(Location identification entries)
•••
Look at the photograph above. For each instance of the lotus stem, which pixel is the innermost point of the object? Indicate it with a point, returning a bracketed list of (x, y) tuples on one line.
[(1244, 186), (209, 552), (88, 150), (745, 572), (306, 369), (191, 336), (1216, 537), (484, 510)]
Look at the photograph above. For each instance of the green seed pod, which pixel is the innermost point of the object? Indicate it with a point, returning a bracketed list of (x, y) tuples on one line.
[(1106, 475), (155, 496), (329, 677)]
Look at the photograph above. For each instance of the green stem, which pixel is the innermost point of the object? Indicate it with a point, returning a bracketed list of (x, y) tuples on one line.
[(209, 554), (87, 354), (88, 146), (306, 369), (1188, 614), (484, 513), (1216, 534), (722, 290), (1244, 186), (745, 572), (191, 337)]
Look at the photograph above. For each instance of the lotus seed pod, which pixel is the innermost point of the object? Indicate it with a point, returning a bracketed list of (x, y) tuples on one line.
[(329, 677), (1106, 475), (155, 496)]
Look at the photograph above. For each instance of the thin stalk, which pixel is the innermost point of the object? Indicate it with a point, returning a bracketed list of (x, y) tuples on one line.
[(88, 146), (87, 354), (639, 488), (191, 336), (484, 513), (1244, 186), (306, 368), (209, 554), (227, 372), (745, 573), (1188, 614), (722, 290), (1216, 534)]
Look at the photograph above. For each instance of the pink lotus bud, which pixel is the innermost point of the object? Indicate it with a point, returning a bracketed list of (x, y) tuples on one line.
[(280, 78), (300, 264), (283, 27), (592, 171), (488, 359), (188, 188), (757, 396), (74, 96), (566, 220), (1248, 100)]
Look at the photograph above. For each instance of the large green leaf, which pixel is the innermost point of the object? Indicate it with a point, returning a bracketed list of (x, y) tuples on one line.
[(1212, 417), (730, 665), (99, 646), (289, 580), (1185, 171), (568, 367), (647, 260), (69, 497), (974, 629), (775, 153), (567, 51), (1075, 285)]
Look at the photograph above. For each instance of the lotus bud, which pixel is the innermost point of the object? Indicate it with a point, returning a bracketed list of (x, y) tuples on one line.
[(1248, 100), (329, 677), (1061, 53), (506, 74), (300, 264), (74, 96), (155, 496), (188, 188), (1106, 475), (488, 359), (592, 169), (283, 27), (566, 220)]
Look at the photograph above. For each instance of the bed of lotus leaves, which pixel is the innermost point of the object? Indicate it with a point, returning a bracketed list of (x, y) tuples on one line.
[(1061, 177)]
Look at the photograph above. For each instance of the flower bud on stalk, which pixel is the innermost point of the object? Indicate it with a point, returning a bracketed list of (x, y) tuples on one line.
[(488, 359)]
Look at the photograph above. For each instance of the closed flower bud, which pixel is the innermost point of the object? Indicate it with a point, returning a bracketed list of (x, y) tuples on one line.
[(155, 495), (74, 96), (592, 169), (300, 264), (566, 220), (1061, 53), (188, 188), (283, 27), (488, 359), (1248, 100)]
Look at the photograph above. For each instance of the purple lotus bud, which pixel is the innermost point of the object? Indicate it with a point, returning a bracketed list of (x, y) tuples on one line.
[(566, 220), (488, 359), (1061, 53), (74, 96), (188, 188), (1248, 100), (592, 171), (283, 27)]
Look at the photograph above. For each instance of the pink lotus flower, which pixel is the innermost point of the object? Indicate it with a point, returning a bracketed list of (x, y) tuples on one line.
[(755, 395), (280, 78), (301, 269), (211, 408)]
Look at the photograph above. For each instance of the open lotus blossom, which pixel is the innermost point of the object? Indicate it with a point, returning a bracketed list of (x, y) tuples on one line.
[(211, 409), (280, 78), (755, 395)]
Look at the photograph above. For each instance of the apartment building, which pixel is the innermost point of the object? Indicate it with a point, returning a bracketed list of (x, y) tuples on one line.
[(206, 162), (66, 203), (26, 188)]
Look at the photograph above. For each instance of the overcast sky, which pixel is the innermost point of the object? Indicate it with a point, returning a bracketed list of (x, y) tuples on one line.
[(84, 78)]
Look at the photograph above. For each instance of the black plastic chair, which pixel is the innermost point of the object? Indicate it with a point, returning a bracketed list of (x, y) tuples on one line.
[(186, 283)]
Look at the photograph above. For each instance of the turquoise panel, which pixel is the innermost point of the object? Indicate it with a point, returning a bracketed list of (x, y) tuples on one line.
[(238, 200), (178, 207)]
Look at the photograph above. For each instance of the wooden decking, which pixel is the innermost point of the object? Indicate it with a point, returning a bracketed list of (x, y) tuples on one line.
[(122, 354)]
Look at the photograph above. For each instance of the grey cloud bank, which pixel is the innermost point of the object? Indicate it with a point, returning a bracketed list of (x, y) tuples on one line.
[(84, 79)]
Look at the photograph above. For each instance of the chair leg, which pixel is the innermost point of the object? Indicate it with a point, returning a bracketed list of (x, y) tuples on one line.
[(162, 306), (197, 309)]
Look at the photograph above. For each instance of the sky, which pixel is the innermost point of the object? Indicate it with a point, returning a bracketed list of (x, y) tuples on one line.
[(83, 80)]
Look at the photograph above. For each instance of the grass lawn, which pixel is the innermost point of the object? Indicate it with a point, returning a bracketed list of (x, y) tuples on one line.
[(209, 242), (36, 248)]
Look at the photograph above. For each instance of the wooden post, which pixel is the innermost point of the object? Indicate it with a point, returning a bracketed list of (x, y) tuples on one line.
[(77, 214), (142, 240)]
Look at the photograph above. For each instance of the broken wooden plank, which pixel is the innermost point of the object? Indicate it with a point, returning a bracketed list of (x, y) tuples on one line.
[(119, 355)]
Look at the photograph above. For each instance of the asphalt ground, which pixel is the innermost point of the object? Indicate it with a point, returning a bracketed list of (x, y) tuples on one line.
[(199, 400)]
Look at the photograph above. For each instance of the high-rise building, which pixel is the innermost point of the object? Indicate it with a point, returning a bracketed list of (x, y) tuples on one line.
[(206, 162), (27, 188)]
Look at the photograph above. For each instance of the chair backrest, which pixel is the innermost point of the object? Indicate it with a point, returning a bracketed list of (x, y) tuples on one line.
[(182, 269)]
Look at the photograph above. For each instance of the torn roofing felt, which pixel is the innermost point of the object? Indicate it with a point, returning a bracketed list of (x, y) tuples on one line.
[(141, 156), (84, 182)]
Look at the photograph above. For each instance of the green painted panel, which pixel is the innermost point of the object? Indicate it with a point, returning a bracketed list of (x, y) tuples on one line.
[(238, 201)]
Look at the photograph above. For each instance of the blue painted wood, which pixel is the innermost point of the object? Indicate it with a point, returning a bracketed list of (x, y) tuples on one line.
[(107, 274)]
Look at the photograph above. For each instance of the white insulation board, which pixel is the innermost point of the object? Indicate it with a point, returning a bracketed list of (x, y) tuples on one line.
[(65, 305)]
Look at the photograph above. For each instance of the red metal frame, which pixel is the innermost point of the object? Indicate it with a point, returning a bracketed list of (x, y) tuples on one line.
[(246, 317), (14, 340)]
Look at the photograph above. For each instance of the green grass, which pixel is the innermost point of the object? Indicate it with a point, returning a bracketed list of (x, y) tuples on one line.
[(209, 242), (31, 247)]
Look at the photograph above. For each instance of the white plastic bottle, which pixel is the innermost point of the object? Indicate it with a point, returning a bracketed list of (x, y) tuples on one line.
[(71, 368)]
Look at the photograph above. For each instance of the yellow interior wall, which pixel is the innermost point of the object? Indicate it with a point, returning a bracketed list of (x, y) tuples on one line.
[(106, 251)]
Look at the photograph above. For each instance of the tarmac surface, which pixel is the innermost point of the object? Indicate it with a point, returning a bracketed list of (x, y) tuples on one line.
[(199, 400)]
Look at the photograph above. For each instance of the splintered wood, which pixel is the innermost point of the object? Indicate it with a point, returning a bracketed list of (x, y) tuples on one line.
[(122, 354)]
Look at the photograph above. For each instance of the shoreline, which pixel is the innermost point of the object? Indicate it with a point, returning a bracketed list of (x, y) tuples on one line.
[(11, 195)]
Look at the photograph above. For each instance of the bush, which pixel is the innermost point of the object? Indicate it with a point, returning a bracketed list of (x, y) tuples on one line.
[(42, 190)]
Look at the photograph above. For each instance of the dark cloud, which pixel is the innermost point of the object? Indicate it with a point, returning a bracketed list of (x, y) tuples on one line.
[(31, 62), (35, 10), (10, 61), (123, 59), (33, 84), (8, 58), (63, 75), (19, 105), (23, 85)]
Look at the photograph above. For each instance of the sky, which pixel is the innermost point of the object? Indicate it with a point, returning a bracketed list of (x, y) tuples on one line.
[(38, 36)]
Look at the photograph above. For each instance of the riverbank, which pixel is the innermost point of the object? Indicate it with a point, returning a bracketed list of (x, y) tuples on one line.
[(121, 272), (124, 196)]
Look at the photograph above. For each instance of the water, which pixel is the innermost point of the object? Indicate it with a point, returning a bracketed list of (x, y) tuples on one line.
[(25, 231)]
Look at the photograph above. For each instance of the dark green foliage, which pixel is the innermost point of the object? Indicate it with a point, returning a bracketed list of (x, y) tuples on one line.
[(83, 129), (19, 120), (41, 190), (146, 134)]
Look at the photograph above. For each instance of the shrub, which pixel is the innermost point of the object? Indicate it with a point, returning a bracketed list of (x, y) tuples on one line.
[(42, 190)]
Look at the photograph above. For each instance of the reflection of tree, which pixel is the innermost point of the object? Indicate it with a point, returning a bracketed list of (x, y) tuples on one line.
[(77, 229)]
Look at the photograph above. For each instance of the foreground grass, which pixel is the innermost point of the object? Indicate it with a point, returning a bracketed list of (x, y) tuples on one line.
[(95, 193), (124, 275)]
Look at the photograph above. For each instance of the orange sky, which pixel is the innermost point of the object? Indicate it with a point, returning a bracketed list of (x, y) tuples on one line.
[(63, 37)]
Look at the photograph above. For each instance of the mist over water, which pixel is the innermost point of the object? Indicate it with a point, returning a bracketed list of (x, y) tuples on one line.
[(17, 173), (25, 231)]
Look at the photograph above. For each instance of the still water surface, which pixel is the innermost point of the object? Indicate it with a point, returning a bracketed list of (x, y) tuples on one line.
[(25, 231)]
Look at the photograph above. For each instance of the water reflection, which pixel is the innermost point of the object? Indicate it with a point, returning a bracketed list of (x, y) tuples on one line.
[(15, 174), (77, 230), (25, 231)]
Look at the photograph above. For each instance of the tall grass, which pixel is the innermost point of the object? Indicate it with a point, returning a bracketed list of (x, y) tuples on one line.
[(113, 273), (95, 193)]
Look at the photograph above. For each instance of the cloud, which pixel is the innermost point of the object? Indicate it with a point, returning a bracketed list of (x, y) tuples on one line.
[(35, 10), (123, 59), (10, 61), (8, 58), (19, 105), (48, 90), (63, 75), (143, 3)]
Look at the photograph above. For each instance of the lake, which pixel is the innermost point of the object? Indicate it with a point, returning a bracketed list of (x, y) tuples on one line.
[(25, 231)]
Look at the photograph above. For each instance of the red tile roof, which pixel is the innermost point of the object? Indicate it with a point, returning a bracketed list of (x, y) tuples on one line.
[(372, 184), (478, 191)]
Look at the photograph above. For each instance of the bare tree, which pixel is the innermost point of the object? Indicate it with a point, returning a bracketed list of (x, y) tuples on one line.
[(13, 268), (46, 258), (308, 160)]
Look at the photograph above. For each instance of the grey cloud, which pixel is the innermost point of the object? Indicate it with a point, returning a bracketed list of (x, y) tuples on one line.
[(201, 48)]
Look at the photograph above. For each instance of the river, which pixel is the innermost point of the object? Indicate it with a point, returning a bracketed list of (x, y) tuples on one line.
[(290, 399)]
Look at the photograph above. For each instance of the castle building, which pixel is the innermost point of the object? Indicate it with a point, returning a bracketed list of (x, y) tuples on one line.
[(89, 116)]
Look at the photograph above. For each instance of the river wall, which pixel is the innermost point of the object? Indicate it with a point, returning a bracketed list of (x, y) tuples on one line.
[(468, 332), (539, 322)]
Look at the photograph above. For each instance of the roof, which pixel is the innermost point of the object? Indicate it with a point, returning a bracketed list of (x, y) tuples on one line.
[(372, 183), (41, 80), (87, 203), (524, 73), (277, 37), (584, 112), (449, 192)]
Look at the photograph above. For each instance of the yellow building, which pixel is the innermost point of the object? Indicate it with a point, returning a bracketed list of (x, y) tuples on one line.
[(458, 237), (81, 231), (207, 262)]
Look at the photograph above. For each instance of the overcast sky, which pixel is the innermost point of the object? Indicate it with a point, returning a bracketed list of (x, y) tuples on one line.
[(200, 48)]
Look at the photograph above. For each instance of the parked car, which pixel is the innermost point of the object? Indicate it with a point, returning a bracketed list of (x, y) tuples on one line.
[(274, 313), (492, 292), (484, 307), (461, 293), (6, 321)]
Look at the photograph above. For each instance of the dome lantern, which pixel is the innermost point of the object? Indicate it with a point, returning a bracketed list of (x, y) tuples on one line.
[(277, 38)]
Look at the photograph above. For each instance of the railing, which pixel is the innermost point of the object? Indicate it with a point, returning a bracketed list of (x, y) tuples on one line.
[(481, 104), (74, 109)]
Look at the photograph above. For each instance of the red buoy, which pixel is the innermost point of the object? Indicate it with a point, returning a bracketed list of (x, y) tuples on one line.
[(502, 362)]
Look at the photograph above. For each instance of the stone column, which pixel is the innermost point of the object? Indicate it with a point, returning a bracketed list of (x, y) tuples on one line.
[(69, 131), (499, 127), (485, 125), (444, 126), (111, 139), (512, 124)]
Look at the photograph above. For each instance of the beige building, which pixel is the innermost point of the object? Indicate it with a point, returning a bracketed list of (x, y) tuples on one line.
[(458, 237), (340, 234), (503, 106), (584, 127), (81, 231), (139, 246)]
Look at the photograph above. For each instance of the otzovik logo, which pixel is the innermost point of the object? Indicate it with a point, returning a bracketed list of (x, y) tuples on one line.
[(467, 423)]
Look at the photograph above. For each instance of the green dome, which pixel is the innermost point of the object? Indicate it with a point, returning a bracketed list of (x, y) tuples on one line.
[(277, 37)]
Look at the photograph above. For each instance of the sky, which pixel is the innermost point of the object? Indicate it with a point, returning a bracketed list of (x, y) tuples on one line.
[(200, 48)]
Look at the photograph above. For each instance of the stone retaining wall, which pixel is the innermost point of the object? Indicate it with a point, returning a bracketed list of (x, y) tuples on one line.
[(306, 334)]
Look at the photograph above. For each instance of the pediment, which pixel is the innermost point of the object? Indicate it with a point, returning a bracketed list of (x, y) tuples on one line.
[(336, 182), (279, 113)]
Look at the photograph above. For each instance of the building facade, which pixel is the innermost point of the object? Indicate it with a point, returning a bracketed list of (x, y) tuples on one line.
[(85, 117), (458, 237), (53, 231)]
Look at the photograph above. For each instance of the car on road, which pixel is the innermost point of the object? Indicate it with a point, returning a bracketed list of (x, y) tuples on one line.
•••
__WHAT YOU NEED TO DO__: Copy the items word for word from the very first line through the line that contains "537), (484, 510)]", including that line.

__WRITTEN SOLUTION__:
Look at the photograph above. For each instance of the lotus stem, which pixel is the innermost point of the object? Indicate it with a point, returning a bracketed list of (x, y) tuples on one line.
[(1244, 186), (209, 552), (88, 150), (745, 572), (306, 369), (191, 336), (1216, 537), (484, 510)]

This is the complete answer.